↓↓↓

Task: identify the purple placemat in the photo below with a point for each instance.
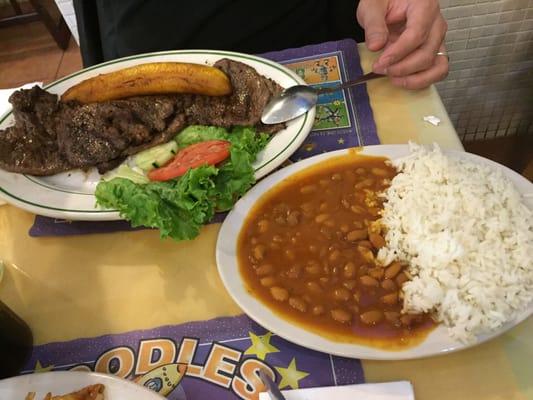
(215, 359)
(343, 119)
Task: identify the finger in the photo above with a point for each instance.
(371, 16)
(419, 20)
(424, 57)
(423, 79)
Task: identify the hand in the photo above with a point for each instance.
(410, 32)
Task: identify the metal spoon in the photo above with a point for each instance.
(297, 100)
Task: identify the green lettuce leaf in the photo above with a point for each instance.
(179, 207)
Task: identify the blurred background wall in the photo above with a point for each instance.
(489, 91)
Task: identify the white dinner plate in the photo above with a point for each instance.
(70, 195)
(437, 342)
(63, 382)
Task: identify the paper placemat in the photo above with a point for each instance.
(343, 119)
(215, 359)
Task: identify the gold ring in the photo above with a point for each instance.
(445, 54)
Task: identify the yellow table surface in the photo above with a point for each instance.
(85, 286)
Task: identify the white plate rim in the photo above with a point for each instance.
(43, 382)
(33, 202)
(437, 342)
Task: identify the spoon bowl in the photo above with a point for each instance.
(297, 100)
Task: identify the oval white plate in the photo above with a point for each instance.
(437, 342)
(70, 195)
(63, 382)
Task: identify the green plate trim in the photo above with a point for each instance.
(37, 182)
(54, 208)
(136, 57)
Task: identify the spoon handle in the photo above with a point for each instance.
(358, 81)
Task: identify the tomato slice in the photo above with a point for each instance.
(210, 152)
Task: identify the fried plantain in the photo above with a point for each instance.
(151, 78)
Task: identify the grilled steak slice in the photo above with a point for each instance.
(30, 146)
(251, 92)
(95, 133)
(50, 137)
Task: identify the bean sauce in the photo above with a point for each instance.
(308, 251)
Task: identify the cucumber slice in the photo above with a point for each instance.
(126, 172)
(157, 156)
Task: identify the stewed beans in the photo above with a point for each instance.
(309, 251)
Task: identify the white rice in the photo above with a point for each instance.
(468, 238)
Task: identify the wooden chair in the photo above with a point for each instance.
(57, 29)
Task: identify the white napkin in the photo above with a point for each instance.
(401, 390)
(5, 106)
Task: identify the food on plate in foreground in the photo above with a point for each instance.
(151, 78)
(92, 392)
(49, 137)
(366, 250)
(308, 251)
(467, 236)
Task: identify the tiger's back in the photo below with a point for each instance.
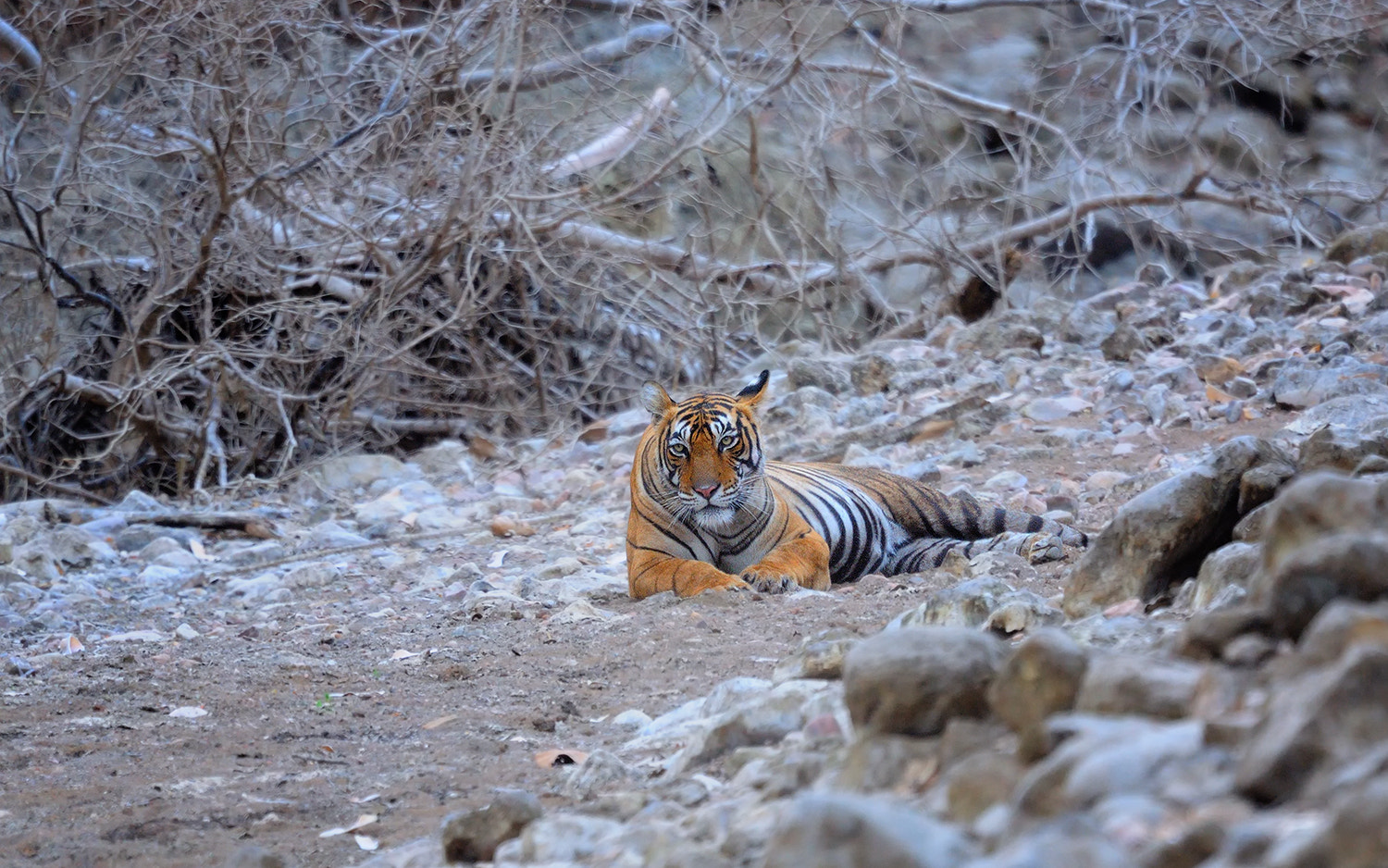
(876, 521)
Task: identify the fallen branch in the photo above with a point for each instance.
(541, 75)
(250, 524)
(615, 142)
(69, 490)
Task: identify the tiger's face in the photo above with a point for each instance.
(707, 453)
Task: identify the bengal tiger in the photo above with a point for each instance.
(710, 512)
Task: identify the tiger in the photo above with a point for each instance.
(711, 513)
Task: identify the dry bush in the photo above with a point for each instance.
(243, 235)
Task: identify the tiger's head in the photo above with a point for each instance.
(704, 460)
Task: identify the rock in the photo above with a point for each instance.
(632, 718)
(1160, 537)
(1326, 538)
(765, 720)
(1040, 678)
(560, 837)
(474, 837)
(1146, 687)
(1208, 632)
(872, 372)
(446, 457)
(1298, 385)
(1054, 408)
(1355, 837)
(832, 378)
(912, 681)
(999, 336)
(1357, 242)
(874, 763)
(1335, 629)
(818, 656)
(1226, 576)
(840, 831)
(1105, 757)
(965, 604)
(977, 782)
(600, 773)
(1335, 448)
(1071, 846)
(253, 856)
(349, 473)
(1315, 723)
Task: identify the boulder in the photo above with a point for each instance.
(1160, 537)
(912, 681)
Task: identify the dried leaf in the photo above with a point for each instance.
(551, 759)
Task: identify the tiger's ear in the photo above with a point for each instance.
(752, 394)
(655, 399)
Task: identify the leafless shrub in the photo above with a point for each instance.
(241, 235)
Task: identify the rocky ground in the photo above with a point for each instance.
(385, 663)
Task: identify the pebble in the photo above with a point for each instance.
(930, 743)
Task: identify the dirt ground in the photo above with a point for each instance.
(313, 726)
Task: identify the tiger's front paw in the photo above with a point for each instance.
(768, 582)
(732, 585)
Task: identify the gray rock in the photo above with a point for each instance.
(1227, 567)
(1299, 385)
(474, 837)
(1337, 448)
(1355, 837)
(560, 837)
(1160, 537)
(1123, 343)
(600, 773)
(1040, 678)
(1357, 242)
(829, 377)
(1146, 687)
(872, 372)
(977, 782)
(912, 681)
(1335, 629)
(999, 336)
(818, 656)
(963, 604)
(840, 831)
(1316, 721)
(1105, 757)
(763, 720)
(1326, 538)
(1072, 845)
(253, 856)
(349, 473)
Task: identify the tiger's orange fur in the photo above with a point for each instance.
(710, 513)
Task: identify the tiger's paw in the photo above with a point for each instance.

↑↑↑

• [PROBLEM DESCRIPTION]: Starting at the line that contains "Task: identify the tiger in", write out every line to the end of the entries, exactly as given.

• [EXERCISE RESPONSE]:
Task: identify the tiger in the photo above with a point for each instance.
(711, 513)
Task: identify the dry bush in the photo above with a point for each instance.
(243, 235)
Task: identify the tiger's head in the photo above with a point for each instance.
(704, 460)
Task: identify the rock in the photo above with a point for each instance.
(632, 718)
(1160, 537)
(1326, 538)
(765, 720)
(1040, 678)
(560, 837)
(474, 837)
(1146, 687)
(1208, 632)
(872, 372)
(446, 457)
(1298, 385)
(1054, 408)
(1355, 837)
(832, 378)
(912, 681)
(999, 336)
(1357, 242)
(874, 763)
(1335, 629)
(818, 656)
(1226, 576)
(840, 831)
(1105, 757)
(965, 604)
(977, 782)
(600, 773)
(1335, 448)
(1071, 846)
(253, 856)
(349, 473)
(1315, 723)
Task: identify the boulder in the photo above with a point for each instance.
(1160, 537)
(912, 681)
Task: identify the dried leaf in the photo above with a point for each instance.
(551, 759)
Task: identify the tiger's ear in the photo above with a point for each instance.
(752, 394)
(655, 399)
Task: identify the leafless shrub in the photo above with a point for each instance.
(241, 235)
Task: identify the rocky ground in the photo above with a point for each instance.
(385, 663)
Task: identify the pebble in the photo above with a point for each instance.
(930, 743)
Task: identify the dirt ground in the photo above with a point for each instance.
(313, 726)
Task: identify the tiger's front paw in the photo above with a point for each instance.
(768, 582)
(732, 585)
Task: identify the gray rock in the photo above with a point for each instance.
(1227, 567)
(1299, 385)
(474, 837)
(1337, 448)
(1355, 837)
(560, 837)
(1160, 537)
(1123, 343)
(600, 773)
(1040, 678)
(1357, 242)
(829, 377)
(1146, 687)
(872, 372)
(977, 782)
(912, 681)
(1335, 629)
(999, 336)
(818, 656)
(963, 604)
(840, 831)
(1316, 721)
(1105, 757)
(763, 720)
(1326, 538)
(1072, 845)
(253, 856)
(349, 473)
Task: identify the tiger's orange fur in the photo above with a point for each instance.
(710, 513)
Task: identify the tiger's paw in the photo above with a point for each instance.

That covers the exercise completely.